··· Passage given ···

Nokia X2-03 is the Chinese release of the Nokia X2-01, featuring improvements in its keypad and support for Chinese characters like Pinyin and Mandarin.
Nokia X2-05 comes with a 106-phon speaker, enabling superb audio volume and quality. It can also play MP3 and MP4 files, FM radio with recording capabilities and a VGA camera.
Nokia X3 is the first Series 40 device to be compatible with the Ovi Store. It is a phone in a sliding form factor that offers great music quality, a 3.2-megapixel camera, a diminutive frame and 2.2-inch screen.
Nokia X3-01 is a Chinese specific release, which supports the country's CDMA/EV-DO wireless technology. The phone has a 2.4-inch QVGA-display, FM radio, 3.5mm headset jack, 3.2-megapixel camera with LED flash and support for a number of specific services in China.
Nokia X3-02 offers both a touch screen and a traditional 12-button keypad. It is also the world's first mobile phone to run the Series 40 6th Edition operating system, optimized for slate devices. It is one of Nokia's thinnest devices: it is 9.6mm deep, 106mm tall, 48mm wide and weighs just 78g. The brushed aluminium finish and choice of five colors are also likely to appeal to fashion-conscious mobilists.
Nokia X5 is a smartphone running Symbian S60, released in China only, under China Mobile. It makes use of the TD-SCDMA network.
Nokia X5-01 features excellent sound quality, dedicated music keys and loud speakers, and will include access to Ovi Music, and to Comes with Music in some regions. There is a full QWERTY keyboard under the dashboard, ready to deliver Tweets, status updates and text messages at your convenience. The device supports all the major IM and webmail services out of the box and also offers easy access to major social networking sites (Facebook, Twitter, Myspace and Hi5). The camera offers 5 megapixels, 4x digital zoom and an LED flash.
Nokia X6 features about 16 days standby time, a 5-megapixel camera and Carl Zeiss optics, dual LED flash, TV-out, video editing, online sharing, Nokia Music Store, full Web browser, A-GPS, Ovi Maps, Playlist DJ and Flash Lite support.

··· Data entries ···

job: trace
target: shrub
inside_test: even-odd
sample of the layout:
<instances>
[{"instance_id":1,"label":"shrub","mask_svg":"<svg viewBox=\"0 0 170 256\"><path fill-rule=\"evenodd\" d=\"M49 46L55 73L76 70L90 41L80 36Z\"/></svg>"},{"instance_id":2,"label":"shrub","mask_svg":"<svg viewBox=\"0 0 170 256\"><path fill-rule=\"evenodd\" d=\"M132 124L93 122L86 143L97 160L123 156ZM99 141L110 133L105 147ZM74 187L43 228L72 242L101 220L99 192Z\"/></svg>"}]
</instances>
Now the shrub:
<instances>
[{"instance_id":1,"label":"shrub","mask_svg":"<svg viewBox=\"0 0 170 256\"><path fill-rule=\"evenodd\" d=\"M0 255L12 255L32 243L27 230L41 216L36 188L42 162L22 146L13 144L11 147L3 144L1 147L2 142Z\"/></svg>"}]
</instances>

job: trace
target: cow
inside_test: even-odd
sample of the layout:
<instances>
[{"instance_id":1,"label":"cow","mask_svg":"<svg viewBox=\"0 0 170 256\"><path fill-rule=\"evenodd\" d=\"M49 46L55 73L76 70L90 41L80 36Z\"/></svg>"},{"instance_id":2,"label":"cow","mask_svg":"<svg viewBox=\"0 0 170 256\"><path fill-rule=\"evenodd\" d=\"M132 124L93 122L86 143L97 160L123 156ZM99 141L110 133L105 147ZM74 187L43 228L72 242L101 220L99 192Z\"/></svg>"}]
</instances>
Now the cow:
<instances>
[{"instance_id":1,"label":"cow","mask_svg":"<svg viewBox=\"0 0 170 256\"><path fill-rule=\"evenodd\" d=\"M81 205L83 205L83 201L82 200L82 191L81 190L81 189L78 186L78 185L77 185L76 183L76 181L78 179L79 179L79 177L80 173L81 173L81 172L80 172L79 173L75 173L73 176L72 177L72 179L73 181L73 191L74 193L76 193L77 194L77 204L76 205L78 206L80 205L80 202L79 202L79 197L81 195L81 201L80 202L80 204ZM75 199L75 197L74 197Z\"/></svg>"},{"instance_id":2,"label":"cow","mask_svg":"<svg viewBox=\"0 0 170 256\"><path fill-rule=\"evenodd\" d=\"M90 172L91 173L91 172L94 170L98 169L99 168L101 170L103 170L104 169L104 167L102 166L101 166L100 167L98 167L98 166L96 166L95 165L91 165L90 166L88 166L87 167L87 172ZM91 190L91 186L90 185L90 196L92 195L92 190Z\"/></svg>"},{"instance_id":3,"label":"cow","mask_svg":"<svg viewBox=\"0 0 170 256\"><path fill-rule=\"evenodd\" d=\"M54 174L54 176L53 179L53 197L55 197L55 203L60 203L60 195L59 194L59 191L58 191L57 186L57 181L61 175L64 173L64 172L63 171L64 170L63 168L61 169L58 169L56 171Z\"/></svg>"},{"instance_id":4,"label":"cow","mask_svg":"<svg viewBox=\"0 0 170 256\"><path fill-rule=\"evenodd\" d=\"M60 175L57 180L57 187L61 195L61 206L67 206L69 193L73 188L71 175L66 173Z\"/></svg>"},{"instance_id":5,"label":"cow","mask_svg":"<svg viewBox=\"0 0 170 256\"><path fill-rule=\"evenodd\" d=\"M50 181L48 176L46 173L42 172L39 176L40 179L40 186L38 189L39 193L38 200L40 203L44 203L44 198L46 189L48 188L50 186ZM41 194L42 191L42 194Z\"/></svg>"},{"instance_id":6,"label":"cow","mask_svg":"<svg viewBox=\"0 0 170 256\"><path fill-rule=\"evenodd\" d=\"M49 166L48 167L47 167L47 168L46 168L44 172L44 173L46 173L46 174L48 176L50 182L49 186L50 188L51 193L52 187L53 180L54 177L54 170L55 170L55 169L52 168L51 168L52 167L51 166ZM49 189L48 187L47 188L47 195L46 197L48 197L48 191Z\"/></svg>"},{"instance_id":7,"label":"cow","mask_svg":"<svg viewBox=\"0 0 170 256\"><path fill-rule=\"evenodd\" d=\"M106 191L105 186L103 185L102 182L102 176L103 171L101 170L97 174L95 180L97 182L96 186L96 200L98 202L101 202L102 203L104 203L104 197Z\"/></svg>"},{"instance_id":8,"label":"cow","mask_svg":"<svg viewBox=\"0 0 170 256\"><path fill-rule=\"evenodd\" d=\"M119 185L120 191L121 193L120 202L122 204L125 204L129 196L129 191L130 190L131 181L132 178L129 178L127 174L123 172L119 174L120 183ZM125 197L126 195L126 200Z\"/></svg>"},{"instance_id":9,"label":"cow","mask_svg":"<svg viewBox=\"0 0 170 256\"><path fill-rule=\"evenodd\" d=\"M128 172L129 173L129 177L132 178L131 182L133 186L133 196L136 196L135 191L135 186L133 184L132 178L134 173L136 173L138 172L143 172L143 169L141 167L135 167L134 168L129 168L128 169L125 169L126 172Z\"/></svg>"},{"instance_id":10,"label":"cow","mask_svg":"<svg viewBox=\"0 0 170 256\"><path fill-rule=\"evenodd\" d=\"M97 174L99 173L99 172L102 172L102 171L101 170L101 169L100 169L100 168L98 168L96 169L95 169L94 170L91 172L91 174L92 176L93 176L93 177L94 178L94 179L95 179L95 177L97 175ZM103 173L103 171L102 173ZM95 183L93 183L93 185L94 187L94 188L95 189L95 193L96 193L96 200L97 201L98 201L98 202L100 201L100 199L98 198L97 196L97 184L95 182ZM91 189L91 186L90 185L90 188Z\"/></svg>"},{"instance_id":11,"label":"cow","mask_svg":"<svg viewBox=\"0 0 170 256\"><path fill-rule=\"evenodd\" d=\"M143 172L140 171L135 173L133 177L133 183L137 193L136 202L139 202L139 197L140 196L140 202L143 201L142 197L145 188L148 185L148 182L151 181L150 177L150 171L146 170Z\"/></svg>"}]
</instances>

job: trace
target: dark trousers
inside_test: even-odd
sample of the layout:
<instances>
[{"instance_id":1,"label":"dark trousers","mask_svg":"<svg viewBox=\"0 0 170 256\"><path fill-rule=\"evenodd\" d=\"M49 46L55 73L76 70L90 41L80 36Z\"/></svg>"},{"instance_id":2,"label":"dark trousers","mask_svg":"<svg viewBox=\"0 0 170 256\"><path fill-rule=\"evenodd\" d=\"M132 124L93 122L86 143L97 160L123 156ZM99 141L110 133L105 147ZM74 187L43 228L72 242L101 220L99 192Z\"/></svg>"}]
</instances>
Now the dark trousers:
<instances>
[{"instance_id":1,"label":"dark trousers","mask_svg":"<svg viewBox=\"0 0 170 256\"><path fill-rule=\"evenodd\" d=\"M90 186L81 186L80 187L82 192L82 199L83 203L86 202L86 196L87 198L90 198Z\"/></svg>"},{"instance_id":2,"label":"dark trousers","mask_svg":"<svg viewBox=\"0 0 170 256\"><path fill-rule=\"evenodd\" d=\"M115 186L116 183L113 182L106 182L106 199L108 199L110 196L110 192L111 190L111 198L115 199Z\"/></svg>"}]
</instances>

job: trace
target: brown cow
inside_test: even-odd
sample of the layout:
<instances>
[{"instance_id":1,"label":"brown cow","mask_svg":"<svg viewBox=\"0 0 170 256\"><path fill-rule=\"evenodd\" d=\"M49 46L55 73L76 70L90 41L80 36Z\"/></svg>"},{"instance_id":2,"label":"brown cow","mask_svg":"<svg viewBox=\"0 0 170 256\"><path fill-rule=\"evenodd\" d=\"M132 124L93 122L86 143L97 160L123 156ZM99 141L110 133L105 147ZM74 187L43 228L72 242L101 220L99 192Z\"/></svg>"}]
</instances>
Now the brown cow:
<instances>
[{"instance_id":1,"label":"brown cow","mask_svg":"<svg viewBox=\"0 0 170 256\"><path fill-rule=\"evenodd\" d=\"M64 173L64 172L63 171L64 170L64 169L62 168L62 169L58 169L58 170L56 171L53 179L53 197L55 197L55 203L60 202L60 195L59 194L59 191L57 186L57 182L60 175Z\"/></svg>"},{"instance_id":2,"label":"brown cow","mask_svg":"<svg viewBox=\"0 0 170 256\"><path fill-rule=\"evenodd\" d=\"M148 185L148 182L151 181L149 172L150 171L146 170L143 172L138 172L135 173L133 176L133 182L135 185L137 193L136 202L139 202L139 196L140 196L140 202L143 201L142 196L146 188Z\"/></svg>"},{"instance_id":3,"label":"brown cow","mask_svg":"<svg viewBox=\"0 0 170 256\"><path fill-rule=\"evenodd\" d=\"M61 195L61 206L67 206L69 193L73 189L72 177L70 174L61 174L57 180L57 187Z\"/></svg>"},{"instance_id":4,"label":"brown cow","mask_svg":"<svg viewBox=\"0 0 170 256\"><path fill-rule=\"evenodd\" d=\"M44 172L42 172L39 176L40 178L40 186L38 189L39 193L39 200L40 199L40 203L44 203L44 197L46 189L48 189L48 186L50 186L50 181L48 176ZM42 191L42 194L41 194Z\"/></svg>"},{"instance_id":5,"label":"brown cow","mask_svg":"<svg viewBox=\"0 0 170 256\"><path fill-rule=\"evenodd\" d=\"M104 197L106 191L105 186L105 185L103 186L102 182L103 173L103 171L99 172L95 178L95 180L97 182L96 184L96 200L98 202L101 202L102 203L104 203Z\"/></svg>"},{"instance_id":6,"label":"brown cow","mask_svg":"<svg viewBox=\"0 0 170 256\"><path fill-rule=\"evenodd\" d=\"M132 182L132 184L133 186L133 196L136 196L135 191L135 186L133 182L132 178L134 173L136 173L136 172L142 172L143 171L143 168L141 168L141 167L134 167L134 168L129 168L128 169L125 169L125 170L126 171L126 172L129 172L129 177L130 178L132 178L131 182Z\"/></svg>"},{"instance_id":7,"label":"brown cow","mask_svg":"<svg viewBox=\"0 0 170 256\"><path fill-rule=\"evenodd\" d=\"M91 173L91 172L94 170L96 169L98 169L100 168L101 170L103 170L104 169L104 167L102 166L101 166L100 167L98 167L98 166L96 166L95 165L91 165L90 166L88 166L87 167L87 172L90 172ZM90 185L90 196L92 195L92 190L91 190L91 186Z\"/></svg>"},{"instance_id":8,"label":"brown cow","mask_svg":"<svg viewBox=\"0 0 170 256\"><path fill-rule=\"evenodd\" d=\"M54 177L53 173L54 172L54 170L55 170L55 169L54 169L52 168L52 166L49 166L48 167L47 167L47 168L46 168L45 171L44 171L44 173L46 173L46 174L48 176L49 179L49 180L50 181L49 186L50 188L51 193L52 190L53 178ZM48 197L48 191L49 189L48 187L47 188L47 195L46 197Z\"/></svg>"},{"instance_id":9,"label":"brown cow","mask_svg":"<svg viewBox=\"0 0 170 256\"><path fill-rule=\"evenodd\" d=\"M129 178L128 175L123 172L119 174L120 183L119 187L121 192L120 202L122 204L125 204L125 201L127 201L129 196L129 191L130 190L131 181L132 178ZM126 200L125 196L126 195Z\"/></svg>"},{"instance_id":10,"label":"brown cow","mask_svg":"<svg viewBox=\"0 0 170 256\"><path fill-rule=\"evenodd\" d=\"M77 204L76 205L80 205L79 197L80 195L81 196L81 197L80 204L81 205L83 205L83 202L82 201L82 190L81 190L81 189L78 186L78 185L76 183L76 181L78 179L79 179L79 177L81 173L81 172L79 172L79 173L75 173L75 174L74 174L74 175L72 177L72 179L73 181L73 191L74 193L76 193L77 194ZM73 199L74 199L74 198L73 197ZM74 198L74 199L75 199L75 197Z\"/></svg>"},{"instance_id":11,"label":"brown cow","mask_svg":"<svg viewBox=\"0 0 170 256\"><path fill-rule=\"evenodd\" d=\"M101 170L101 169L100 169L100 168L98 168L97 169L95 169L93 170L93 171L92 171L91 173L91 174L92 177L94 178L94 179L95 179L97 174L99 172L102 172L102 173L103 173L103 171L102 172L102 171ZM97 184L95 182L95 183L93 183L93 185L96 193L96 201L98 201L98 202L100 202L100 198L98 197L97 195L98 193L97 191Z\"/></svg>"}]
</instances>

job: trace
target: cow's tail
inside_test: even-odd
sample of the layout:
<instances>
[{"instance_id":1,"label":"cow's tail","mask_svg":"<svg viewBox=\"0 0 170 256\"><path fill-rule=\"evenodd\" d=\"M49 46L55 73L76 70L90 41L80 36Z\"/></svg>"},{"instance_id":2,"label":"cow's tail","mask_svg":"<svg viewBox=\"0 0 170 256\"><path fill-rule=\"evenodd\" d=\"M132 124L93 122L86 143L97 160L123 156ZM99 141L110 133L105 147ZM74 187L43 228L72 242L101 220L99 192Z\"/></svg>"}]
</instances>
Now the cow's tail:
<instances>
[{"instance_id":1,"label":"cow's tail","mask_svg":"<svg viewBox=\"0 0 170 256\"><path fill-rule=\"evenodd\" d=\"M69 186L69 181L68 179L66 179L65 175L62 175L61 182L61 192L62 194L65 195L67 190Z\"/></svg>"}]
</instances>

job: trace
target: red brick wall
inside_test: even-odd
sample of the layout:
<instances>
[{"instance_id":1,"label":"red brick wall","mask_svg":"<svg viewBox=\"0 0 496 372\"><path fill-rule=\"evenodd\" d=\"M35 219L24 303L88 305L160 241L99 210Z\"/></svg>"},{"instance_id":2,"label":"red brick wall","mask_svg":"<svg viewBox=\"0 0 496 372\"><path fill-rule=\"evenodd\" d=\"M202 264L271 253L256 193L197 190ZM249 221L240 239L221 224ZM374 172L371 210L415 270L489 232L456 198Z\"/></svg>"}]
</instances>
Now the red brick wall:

···

**Task statement**
Please answer these from the Nokia X-series text, marking each answer with its number:
1. How much does the Nokia X3-02 weigh?
2. Which network does the Nokia X5 use?
3. About how many days of standby time does the Nokia X6 offer?

**Task result**
1. 78g
2. TD-SCDMA
3. About 16 days